In the wake of the coronavirus pandemic, birth rates are plummeting. This may be more than just a temporary response to the public health emergency. If the conventional demographers are wrong then we are in for a shock, writes Victor Hill.

Demographics is destiny” – Auguste Comte (1798-1857), French philosopher and writer.

Baby bust

When much of the advanced world went into strict lockdowns in the spring of last year, borders were shut and millions were told to stay at home, many of us thought that there might be a coronavirus baby boom in 2021. However, something quite unexpected has happened: birth rates are plummeting almost everywhere.

In Europe, birth rates have declined by about one fifth overall. In Italy, births recorded in 15 cities fell by 21.9 percent in December 2019 as compared to the year before. In Spain it’s about 20 percent. In France, births have dropped by 13 percent. In the USA, the seven percent decline in babies born in December last year and January this year means that, prospectively, a quarter of a million fewer American babies will be born this year than would have been expected. In South Korea there was a 7.8 percent fall in births in December.

Britain’s fertility rate is thought to have plummeted to the lowest level on record during the pandemic at 1.6 children per woman – even below its previous low point in 2001 of 1.63. But 20 years ago, the prospect of a population decline was mitigated by a wave of immigration from the EU, and in particular from the newly acceded countries of eastern Europe after 2003. The University of Southampton’s Centre for Population Change (CPC) warned recently that up to 66,000 fewer babies could be born in the UK by 2023.

But the pandemic seems to have accelerated an existing trend (as in so many other areas). One reason suggested is that when couples saw the horrific scenes of what was happening in hospitals during the early part of the first wave, they decided to put baby plans on hold. Even though we now know that women of child-bearing age are relatively unlikely to be grievously afflicted by Covid-19, and the chance of their passing on the virus to their unborn babies is near-zero. (Though we didn’t know that at the time.) According to research by King’s College London, half of women of child-bearing age changed their plans in the face of the pandemic. But most said they were postponing, rather than cancelling, their plans to have children.

A second reason is that there were more young people living at home whose social lives were severely limited by the restrictions, resulting in a distinct lack of dating opportunities. A third is that 200,000 weddings were cancelled in the UK alone last year – though presumably these will yet take place once we get back to something approaching normality. A fourth reason is that millions of people feared losing their jobs due to the prevailing economic uncertainty.

The CPC expects that Britain’s fertility rate will fall further over the next 2-3 years – especially amongst those aged under 30 and young adults who are currently childless and in paid work. The unit’s modelling suggest that 689,984 babies were born across the UK last year. But under its extreme scenario that will fall to 623,933 by 2023. That might not seem much – but just consider that that’s about three thousand fewer kindergartens required in 2027-28.

Dataset entries:
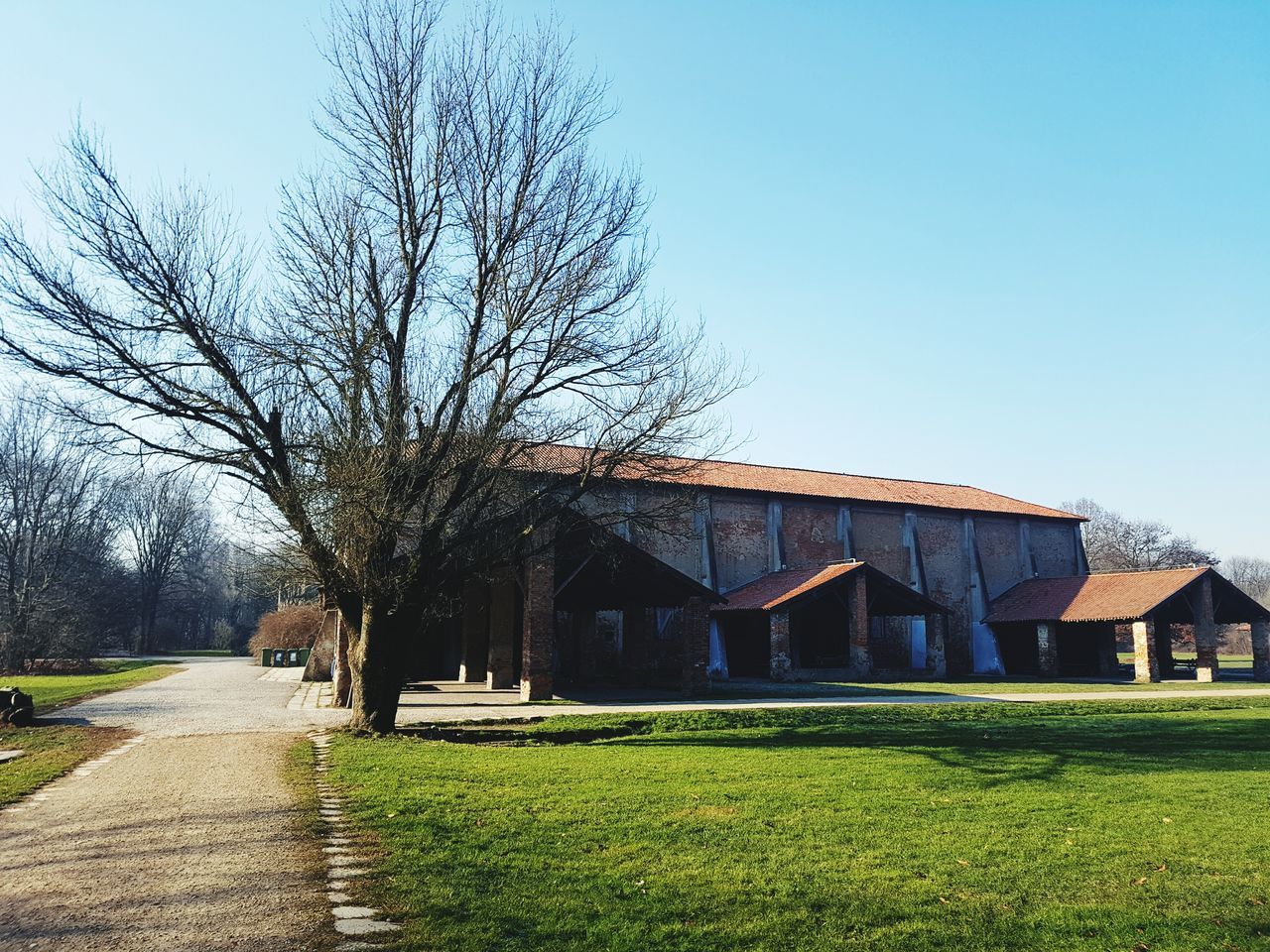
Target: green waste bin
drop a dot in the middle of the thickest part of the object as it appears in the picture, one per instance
(285, 656)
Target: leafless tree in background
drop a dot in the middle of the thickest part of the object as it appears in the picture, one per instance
(1116, 543)
(169, 529)
(1252, 575)
(458, 286)
(58, 531)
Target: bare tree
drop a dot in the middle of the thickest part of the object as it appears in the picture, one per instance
(457, 291)
(58, 532)
(1252, 575)
(1116, 543)
(168, 526)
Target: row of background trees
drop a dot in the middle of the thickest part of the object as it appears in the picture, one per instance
(98, 552)
(1114, 542)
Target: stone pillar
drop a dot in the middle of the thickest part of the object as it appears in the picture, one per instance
(343, 675)
(475, 633)
(937, 665)
(1206, 631)
(1165, 648)
(1146, 666)
(539, 639)
(695, 625)
(1047, 649)
(584, 638)
(781, 665)
(1261, 651)
(1109, 655)
(857, 627)
(502, 631)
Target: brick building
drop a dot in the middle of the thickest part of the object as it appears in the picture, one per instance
(761, 571)
(772, 572)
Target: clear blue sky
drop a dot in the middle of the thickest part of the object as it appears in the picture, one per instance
(1020, 245)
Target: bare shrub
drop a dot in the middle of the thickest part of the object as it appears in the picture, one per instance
(290, 626)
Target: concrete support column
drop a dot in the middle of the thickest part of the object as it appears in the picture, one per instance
(343, 674)
(1206, 633)
(1165, 648)
(475, 633)
(502, 631)
(1146, 665)
(1047, 649)
(634, 639)
(779, 626)
(695, 624)
(584, 638)
(1107, 653)
(857, 626)
(539, 640)
(1261, 651)
(937, 665)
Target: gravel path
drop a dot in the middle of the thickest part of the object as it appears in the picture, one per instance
(212, 696)
(187, 841)
(449, 706)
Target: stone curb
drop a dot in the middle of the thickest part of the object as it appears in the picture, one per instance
(343, 864)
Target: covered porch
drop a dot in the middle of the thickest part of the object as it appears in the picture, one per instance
(584, 606)
(843, 620)
(1067, 625)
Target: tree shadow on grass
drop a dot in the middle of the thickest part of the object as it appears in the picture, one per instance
(1008, 753)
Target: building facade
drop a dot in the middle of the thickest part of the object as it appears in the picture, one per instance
(760, 571)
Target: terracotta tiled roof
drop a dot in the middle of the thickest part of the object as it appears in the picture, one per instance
(1091, 598)
(802, 483)
(770, 592)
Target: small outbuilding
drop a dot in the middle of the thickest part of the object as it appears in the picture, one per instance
(1067, 625)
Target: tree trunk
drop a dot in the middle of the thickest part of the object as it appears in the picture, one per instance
(375, 662)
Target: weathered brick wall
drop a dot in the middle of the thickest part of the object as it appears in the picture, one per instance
(740, 539)
(675, 539)
(880, 539)
(998, 551)
(781, 648)
(811, 535)
(1053, 547)
(695, 627)
(538, 653)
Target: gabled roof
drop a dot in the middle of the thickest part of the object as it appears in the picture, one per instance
(781, 590)
(1114, 597)
(770, 592)
(779, 480)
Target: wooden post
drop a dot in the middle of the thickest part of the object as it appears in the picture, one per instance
(1047, 649)
(937, 665)
(502, 631)
(475, 633)
(539, 649)
(779, 633)
(1165, 648)
(1261, 651)
(857, 626)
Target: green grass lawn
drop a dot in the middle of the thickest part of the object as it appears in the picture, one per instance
(1236, 662)
(53, 749)
(51, 690)
(50, 752)
(725, 690)
(1086, 825)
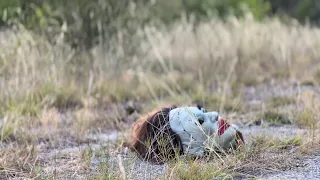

### TASK PROMPT
In the article on falling birth rates, how many UK births does the Centre for Population Change's extreme scenario project for 2023?

### TASK RESPONSE
623,933 babies.